TASK STATEMENT: Your task is to copy every line of the entries that contains "cliff".

Point-per-instance localization data:
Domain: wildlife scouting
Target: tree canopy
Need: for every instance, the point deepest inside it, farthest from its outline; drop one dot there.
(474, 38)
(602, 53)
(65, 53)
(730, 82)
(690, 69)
==
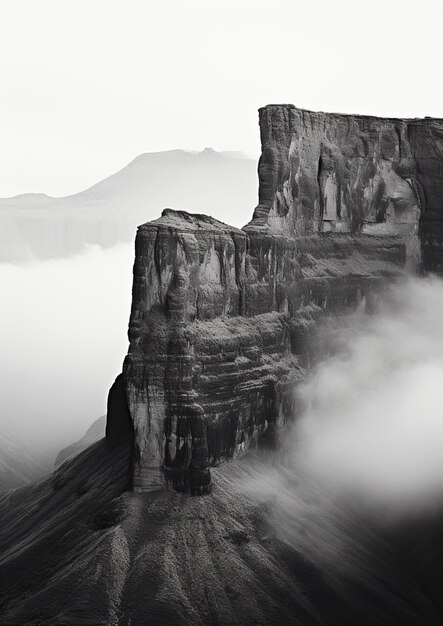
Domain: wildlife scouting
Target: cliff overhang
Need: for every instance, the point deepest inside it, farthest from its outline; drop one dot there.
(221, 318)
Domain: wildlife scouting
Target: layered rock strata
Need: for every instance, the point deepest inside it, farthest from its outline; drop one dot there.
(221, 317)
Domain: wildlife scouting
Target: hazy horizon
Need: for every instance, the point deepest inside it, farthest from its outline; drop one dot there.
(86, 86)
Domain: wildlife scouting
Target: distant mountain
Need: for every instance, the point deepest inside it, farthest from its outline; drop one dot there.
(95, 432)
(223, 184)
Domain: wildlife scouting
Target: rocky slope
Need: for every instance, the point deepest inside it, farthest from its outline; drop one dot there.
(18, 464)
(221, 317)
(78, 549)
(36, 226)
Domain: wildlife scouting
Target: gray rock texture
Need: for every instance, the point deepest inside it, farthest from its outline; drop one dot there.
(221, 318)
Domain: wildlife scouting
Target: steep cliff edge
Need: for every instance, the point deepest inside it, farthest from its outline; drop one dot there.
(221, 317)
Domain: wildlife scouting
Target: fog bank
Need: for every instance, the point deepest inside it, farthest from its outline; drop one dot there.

RESPONSE TO THE EXERCISE:
Target: cliff overhang
Target: steep cliff edge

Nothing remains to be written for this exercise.